SELECTED TEXT:
____________________
Studio album by Dolcenera
- Released: 20 February 2009
- Recorded: June – October 2008
- Studio: Sonoria Recording Plant, Prato
- Genre: Pop, rock
- Length: 49:07
- Language: Italian
- Label: Sony Music, Columbia Records
- Producer: Roberto Vernetti, Dolcenera

Dolcenera chronology
| Il popolo dei sogni (2006) | Dolcenera nel paese delle meraviglie (2009) | Evoluzione della specie (2011) |

Singles from Dolcenera nel paese delle meraviglie
- "Il mio amore unico" Released: 18 February 2009; "La più bella canzone d'amore che c'è" Released: 22 May 2009; "Un dolce incantesimo" Released: 7 August 2009;

= Dolcenera nel paese delle meraviglie =

Dolcenera nel paese delle meraviglie is the fourth studio album by Italian singer Dolcenera, released on 18 February 2009. It is her first album released on Sony Music Italy. The lead single from the album, "Il mio amore unico", became the most successful single by Dolcenera so far, peaking at number five on the Italian Singles Chart and reaching the top spot on the Italian airplay chart.

The album also spawned the singles "La più bella canzone d'amore che c'è" and "Un dolce incantesimo".

==Background and release==
Dolcenera started working on the album in 2006, and the 12 tracks were recorded between June and October 2008 in Prato. The singer revealed in an interview that she wrote more than 70 songs for the album, and that she spent two months to define the final track list of the album.
____________________
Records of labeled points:
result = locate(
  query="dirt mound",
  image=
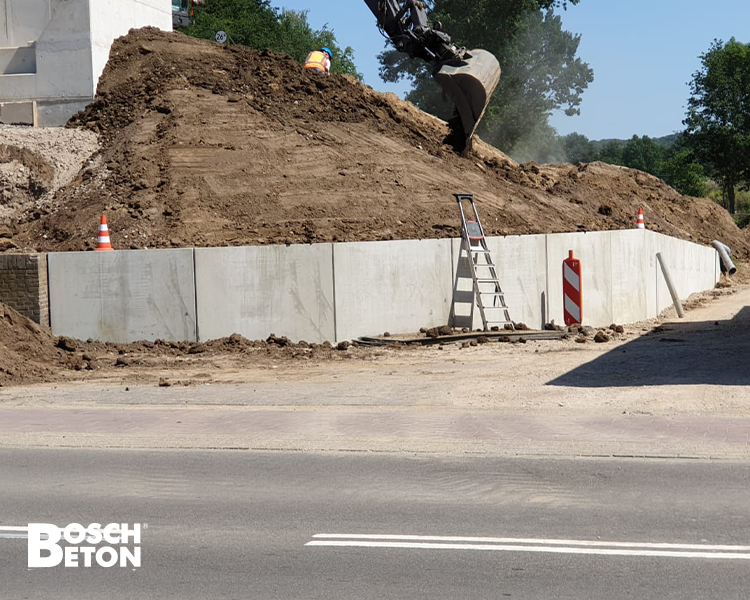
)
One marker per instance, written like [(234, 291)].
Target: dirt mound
[(209, 145), (34, 164), (27, 351), (31, 354)]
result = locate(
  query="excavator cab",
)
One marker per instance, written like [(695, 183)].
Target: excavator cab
[(182, 12)]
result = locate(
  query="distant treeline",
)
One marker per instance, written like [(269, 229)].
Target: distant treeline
[(666, 157)]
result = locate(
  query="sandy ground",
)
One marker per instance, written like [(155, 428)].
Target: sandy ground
[(691, 366)]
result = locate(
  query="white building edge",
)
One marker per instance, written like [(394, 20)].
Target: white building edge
[(52, 52)]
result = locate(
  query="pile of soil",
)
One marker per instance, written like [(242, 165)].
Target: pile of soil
[(34, 164), (211, 145), (27, 351), (31, 354)]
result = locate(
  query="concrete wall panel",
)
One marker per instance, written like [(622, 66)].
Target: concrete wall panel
[(691, 266), (259, 290), (396, 286), (123, 296), (633, 263), (522, 269)]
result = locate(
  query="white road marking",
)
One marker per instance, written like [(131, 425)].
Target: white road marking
[(554, 546)]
____________________
BRIEF 1:
Return the passage of the album article starting at "Dolcenera chronology" and ending at "Italian airplay chart.".
BRIEF 2:
Summarize the Dolcenera album article in two sentences.
BRIEF 3:
Write what comes next in the article on the Dolcenera album, picking up after its final sentence.
The material is separate from the album article.

EXERCISE RESPONSE 1:
Dolcenera chronology
| Il popolo dei sogni (2006) | Dolcenera nel paese delle meraviglie (2009) | Evoluzione della specie (2011) |

Singles from Dolcenera nel paese delle meraviglie
- "Il mio amore unico" Released: 18 February 2009; "La più bella canzone d'amore che c'è" Released: 22 May 2009; "Un dolce incantesimo" Released: 7 August 2009;

= Dolcenera nel paese delle meraviglie =

Dolcenera nel paese delle meraviglie is the fourth studio album by Italian singer Dolcenera, released on 18 February 2009. It is her first album released on Sony Music Italy. The lead single from the album, "Il mio amore unico", became the most successful single by Dolcenera so far, peaking at number five on the Italian Singles Chart and reaching the top spot on the Italian airplay chart.

EXERCISE RESPONSE 2:
Dolcenera nel paese delle meraviglie is the fourth studio album by Italian singer Dolcenera and her first on Sony Music Italy, and its lead single, "Il mio amore unico," became her most successful single, peaking at number five on the Italian Singles Chart and topping the Italian airplay chart. She began working on the album in 2006, wrote more than 70 songs for it, and recorded its 12 tracks in Prato between June and October 2008.

EXERCISE RESPONSE 3:
In December 2008, it was announced that Dolcenera would participate in the 59th Sanremo Music Festival, competing in the section "Artisti" with the song "Il mio amore unico". She later revealed that the song was not initially intended to be sung during the popular singing contest; since the album was ready to be published in the days during which the Festival took place, her recording label suggested her to promote it through the Festival.

The title of the album was revealed in early February 2009 and the first single from the album, "Il mio amore unico", was performed for the first time on 17 February 2009, when it opened the competition in the San Remo Music Festival.
The digital version of the album was released on 18 February 2009, while the Compact Disc edition was published two days later.

On 26 January 2010 the album was re-released in a pocket DBS version.

==Title and artwork==
The title of the album, Dolcenera nel paese delle meraviglie (in English "Dolcenera in Wonderland") is clearly inspired by Lewis Carroll's novel Alice's Adventures in Wonderland. Moreover, the cover of the album represents the singer with several body painting tattoos, representing characters from the popular novel, such as the White Rabbit, and related symbols, including the four French playing card suits and a clock.

However, the title of the album was also inspired by Jeanette Winterson's book Written on the Body, published in 1992: in an interview, Dolcenera explained that the book contains the sentence "Love is Wonderland" and, since the album is mostly about love, she decided to title her album Dolcenera in Wonderland.

The album's artwork shows a significant change in Dolcenera's look: she explained that her dark-style make-up became a mask, because it represented her previous unease, but when she found out her peacefulness, she decided to stop using it.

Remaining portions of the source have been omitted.